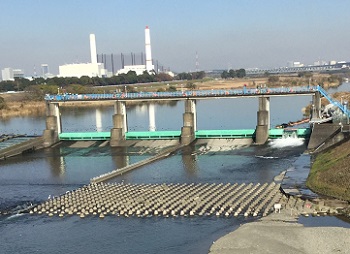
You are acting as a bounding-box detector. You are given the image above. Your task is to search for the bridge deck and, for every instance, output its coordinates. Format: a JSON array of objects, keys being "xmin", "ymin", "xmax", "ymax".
[
  {"xmin": 45, "ymin": 86, "xmax": 318, "ymax": 102},
  {"xmin": 59, "ymin": 128, "xmax": 311, "ymax": 140}
]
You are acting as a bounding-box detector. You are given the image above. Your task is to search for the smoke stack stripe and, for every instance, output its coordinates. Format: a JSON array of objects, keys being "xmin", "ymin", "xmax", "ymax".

════════════════════

* EXERCISE DIRECTIONS *
Please state how many lines in the items above contain the word "bridge". Reply with the number only.

* FINISHED EXERCISE *
1